WHAT IS REQUIRED: Reproduce the part of the items below that opens with the line containing "Every instance of the dog's black" and closes with the line containing "(1221, 121)", including both of those lines.

Raw items

## Begin

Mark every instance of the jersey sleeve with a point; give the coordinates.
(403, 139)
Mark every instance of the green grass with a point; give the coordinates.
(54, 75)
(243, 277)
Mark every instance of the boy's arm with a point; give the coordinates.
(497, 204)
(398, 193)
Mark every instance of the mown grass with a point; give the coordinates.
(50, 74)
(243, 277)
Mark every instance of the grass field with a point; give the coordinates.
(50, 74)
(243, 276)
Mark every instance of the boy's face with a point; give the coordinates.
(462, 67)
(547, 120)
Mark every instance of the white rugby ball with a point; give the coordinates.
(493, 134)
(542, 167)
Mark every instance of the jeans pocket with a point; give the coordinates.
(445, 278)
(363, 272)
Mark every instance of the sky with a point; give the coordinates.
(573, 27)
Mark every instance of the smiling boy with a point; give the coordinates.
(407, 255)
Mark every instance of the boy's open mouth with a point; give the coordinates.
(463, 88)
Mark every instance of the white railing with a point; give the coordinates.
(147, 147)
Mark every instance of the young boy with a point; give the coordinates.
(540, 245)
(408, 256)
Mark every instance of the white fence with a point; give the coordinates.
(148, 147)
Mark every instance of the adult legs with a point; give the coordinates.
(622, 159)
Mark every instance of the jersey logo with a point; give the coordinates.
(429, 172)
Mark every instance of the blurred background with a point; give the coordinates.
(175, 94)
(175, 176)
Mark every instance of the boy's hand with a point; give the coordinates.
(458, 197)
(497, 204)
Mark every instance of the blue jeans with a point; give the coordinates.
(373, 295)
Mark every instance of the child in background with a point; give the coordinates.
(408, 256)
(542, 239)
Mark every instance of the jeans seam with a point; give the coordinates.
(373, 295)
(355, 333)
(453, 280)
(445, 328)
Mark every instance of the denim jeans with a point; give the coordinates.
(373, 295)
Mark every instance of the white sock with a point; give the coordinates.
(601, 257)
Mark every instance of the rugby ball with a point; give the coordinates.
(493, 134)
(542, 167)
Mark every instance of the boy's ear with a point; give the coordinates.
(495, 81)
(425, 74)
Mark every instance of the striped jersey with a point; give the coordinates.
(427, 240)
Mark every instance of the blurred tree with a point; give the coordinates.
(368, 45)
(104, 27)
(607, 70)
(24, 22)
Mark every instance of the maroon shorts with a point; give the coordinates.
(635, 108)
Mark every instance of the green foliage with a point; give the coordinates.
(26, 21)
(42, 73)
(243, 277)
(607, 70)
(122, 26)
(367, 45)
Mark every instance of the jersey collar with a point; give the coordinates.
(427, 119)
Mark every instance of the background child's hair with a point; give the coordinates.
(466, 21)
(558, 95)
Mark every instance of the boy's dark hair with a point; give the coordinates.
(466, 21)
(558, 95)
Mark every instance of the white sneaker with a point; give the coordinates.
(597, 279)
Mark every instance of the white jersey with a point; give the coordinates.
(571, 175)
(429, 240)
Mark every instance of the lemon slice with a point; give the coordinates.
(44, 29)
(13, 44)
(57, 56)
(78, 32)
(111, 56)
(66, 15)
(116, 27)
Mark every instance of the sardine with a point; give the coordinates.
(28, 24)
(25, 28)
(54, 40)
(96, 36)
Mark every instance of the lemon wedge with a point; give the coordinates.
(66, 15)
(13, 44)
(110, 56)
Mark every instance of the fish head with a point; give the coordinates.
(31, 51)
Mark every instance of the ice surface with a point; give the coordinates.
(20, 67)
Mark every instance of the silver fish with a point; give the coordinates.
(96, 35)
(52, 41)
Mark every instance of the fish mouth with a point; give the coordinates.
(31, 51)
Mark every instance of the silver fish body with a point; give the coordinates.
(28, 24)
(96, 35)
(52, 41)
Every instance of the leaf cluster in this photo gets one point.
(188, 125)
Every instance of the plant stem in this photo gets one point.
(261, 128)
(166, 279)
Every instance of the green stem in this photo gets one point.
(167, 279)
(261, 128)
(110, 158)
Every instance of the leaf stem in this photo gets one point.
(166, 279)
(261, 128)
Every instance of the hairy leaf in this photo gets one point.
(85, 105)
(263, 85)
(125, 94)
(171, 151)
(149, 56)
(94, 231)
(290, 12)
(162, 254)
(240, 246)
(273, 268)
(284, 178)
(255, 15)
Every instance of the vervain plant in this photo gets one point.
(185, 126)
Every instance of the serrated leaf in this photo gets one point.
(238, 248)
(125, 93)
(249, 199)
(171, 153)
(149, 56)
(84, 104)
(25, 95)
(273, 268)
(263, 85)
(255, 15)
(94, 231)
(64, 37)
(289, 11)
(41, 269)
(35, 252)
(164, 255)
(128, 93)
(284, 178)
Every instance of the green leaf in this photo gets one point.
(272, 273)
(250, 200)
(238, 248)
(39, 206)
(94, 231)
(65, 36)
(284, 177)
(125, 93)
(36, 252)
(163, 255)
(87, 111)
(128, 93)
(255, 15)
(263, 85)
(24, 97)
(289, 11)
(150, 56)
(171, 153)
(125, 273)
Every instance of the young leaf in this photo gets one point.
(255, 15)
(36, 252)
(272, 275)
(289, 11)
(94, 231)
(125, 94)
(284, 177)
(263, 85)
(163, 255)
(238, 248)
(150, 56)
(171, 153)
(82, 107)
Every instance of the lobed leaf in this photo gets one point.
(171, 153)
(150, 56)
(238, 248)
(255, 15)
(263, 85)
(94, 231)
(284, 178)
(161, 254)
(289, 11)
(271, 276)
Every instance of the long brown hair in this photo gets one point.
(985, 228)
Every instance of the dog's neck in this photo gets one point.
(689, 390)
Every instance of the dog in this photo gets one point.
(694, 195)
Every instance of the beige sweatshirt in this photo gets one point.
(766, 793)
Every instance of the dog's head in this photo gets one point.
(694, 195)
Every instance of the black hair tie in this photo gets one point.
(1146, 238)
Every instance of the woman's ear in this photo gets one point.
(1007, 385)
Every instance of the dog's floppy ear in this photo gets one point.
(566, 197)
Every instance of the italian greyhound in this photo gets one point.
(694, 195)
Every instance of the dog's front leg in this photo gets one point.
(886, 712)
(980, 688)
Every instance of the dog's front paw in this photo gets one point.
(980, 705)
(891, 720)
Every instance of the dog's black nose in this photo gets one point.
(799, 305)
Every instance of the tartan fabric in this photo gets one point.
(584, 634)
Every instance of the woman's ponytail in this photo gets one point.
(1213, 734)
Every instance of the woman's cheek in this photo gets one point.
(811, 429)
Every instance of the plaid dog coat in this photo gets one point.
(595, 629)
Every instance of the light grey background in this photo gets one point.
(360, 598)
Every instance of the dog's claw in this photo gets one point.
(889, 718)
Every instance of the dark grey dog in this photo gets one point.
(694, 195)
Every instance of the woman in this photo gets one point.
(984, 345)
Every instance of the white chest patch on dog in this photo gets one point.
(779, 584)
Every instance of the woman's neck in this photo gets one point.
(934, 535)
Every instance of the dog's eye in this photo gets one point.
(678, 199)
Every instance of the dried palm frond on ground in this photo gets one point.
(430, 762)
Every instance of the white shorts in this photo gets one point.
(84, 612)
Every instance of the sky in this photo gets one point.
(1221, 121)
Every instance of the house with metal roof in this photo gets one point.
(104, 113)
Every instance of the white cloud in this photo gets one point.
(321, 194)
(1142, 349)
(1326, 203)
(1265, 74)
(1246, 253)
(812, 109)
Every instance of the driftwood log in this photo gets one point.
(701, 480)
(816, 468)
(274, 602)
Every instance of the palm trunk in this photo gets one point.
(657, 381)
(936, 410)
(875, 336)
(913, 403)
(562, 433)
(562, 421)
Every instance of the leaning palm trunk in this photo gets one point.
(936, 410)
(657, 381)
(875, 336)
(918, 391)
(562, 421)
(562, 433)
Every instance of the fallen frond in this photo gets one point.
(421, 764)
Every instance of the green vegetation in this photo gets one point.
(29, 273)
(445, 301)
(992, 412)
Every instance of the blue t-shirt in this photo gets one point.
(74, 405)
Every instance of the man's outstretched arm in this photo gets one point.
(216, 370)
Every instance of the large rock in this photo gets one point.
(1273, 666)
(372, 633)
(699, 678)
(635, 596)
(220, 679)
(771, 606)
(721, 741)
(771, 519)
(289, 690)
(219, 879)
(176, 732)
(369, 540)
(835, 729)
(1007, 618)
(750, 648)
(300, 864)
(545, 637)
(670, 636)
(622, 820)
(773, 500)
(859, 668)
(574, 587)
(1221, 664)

## End

RESPONSE TO THIS EXERCISE:
Every instance of the dog's black nose in this photo gets one point.
(799, 305)
Every instance of the tartan fabric in this photo gets one point.
(584, 634)
Every instance of the woman's ponytail in this photo gets one point.
(1213, 734)
Every instance of the woman's cheek in this photo gets one point.
(811, 429)
Every instance of the plaid dog coat in this photo gets one point.
(595, 629)
Every instance of the light grey background in this photo gets one point.
(360, 598)
Every instance of the dog's claw in this photo gets one point.
(889, 718)
Every instance of the dark grey dog in this photo gets one point.
(694, 195)
Every instance of the woman in this photo gets one point.
(984, 345)
Every instance of the white chest patch on dog in this photo gets one point.
(779, 584)
Every instance of the woman's neck in this photo gets one point.
(934, 535)
Every instance of the dog's eye in this photo gets one point.
(678, 199)
Every instance of the dried palm frond on ground in this photo gets one point.
(430, 762)
Every instance of the white shorts in this photo gets one point.
(84, 612)
Every instance of the sky in this photo gets one point.
(1221, 121)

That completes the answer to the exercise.